The request:
Please rewrite the items below, replacing "A formatted sample" with "An example in the required format" everywhere it occurs and keeping everything else the same.

Provided information:
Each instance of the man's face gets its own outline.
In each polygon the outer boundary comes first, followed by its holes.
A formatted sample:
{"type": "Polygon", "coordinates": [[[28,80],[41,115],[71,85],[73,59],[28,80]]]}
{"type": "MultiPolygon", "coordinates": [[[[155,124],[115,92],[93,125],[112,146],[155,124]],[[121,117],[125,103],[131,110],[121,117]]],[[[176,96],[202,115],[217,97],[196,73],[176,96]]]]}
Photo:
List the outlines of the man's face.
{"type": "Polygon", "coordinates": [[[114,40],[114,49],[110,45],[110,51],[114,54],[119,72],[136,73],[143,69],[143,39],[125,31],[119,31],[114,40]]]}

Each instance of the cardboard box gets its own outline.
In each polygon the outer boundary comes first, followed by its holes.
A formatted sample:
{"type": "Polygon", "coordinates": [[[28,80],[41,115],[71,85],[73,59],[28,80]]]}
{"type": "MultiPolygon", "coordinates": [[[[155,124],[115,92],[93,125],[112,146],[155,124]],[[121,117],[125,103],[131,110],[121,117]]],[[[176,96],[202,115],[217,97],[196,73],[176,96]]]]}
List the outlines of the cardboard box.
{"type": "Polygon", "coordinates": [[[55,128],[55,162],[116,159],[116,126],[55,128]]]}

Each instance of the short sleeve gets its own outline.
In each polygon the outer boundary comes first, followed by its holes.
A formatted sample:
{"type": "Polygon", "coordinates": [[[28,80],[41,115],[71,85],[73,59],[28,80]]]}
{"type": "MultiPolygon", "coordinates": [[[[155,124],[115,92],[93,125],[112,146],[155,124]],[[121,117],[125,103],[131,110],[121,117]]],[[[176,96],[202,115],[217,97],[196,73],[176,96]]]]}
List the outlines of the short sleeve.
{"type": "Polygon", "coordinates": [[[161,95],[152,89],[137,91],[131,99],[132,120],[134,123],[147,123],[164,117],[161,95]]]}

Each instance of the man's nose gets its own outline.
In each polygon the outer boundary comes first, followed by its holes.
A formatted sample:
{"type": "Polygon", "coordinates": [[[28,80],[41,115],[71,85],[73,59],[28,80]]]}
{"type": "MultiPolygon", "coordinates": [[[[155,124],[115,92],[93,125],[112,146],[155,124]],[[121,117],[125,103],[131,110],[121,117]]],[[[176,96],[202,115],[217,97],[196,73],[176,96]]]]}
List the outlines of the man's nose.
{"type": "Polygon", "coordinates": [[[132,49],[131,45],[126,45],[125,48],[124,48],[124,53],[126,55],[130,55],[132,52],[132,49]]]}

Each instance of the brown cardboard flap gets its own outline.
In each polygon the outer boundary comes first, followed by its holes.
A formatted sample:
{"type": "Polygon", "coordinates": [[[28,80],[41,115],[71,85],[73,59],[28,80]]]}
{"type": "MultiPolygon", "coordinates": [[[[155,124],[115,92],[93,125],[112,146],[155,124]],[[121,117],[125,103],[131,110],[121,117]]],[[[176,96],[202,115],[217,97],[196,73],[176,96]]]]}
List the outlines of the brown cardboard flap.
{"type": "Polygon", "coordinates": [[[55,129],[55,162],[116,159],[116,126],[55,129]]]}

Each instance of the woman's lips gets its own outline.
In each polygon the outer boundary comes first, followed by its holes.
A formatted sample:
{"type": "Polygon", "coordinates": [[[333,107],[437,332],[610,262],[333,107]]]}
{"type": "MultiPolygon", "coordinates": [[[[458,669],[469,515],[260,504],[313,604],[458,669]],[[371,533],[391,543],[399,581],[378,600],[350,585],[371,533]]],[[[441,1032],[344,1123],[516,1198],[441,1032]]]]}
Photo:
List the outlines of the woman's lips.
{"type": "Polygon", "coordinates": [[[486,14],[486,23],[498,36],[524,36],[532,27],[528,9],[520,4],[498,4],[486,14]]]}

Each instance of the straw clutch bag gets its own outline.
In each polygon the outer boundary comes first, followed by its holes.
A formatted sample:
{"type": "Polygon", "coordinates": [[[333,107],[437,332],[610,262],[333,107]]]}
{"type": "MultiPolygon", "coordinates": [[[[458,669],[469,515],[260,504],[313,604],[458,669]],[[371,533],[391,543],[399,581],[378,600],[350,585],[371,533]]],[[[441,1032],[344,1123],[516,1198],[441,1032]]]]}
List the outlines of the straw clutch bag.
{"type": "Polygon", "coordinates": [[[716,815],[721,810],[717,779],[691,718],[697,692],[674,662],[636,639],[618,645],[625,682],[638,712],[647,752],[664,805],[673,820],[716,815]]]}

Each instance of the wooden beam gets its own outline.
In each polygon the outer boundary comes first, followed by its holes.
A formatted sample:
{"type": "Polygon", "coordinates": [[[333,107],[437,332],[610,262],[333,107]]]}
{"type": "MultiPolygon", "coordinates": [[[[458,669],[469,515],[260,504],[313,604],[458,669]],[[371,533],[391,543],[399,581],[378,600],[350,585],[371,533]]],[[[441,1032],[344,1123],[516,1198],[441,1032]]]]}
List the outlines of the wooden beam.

Solution for this problem:
Each instance of the man's face gets its own outline.
In each polygon the outer boundary comes first, followed by its holes.
An example in the required format:
{"type": "Polygon", "coordinates": [[[28,80],[41,115],[71,85],[73,59],[28,80]]]}
{"type": "MultiPolygon", "coordinates": [[[[155,124],[115,92],[93,125],[112,146],[155,124]],[[121,117],[125,103],[131,110],[121,117]]],[[[176,96],[202,115],[217,97],[196,73],[176,96]]]]}
Photo:
List the outlines of the man's face.
{"type": "Polygon", "coordinates": [[[114,40],[114,49],[110,45],[110,51],[114,54],[119,72],[136,73],[143,69],[143,39],[125,31],[119,31],[114,40]]]}

Each instance of the cardboard box gets its own outline.
In each polygon the outer boundary comes first, followed by its holes.
An example in the required format:
{"type": "Polygon", "coordinates": [[[28,80],[41,115],[71,85],[73,59],[28,80]]]}
{"type": "MultiPolygon", "coordinates": [[[[155,124],[115,92],[93,125],[112,146],[155,124]],[[121,117],[125,103],[131,110],[121,117]]],[[[176,96],[202,115],[217,97],[196,73],[176,96]]]]}
List the outlines of the cardboard box.
{"type": "Polygon", "coordinates": [[[55,128],[55,162],[116,159],[116,126],[55,128]]]}

Each instance of the short sleeve gets its own outline.
In each polygon the outer boundary comes first, followed by its holes.
An example in the required format:
{"type": "Polygon", "coordinates": [[[28,80],[41,115],[71,85],[73,59],[28,80]]]}
{"type": "MultiPolygon", "coordinates": [[[[155,124],[115,92],[93,125],[112,146],[155,124]],[[121,117],[125,103],[131,110],[121,117]]],[[[176,96],[202,115],[217,97],[196,73],[176,96]]]]}
List the outlines of the short sleeve.
{"type": "Polygon", "coordinates": [[[161,95],[152,89],[137,91],[131,99],[132,120],[134,123],[147,123],[164,117],[161,95]]]}

Each instance of the man's nose gets its own outline.
In each polygon the outer boundary comes first, followed by its holes.
An example in the required format:
{"type": "Polygon", "coordinates": [[[28,80],[41,115],[71,85],[73,59],[28,80]]]}
{"type": "MultiPolygon", "coordinates": [[[[155,124],[115,92],[93,125],[112,146],[155,124]],[[121,117],[125,103],[131,110],[121,117]]],[[[176,96],[202,115],[217,97],[196,73],[176,96]]]]}
List the outlines of the man's nose.
{"type": "Polygon", "coordinates": [[[132,49],[131,45],[126,45],[125,48],[124,48],[124,53],[126,55],[130,55],[132,52],[132,49]]]}

Each instance of the brown cardboard flap gets its own outline.
In each polygon the outer boundary comes first, followed by its holes.
An example in the required format:
{"type": "Polygon", "coordinates": [[[28,80],[41,115],[71,85],[73,59],[28,80]]]}
{"type": "MultiPolygon", "coordinates": [[[[155,124],[115,92],[93,125],[112,146],[155,124]],[[121,117],[125,103],[131,110],[121,117]]],[[[176,96],[202,115],[217,97],[196,73],[176,96]]]]}
List the outlines of the brown cardboard flap.
{"type": "Polygon", "coordinates": [[[55,129],[55,162],[116,159],[116,126],[55,129]]]}

Each instance of the woman's lips gets its own outline.
In each polygon the outer boundary comes first, followed by its holes.
An example in the required format:
{"type": "Polygon", "coordinates": [[[333,107],[437,332],[610,262],[333,107]]]}
{"type": "MultiPolygon", "coordinates": [[[[458,669],[469,515],[260,504],[313,604],[458,669]],[[371,533],[391,543],[399,581],[378,600],[350,585],[371,533]]],[[[441,1032],[344,1123],[516,1198],[441,1032]]]]}
Photo:
List the outlines of the woman's lips.
{"type": "Polygon", "coordinates": [[[486,14],[486,23],[498,36],[524,36],[532,27],[528,9],[520,4],[498,4],[486,14]]]}

Each instance of the straw clutch bag gets its own outline.
In each polygon the outer boundary comes first, followed by its holes.
An example in the required format:
{"type": "Polygon", "coordinates": [[[333,107],[437,332],[610,262],[333,107]]]}
{"type": "MultiPolygon", "coordinates": [[[[458,669],[469,515],[260,504],[313,604],[458,669]],[[371,533],[391,543],[399,581],[378,600],[350,585],[371,533]]],[[[441,1032],[344,1123],[516,1198],[441,1032]]]]}
List the outlines of the straw clutch bag.
{"type": "Polygon", "coordinates": [[[716,815],[721,810],[717,779],[691,718],[697,692],[674,662],[636,639],[618,645],[625,682],[638,712],[647,752],[664,805],[673,820],[716,815]]]}

Each instance of the wooden beam gets its own outline.
In each polygon the outer boundary comes first, followed by its holes.
An example in the required format:
{"type": "Polygon", "coordinates": [[[333,107],[437,332],[610,262],[333,107]]]}
{"type": "MultiPolygon", "coordinates": [[[[458,669],[469,515],[260,504],[313,604],[458,669]],[[371,533],[391,543],[399,581],[378,600],[350,585],[371,533]]],[[[441,1032],[344,1123],[516,1198],[441,1032]]]]}
List the outlines of the wooden beam.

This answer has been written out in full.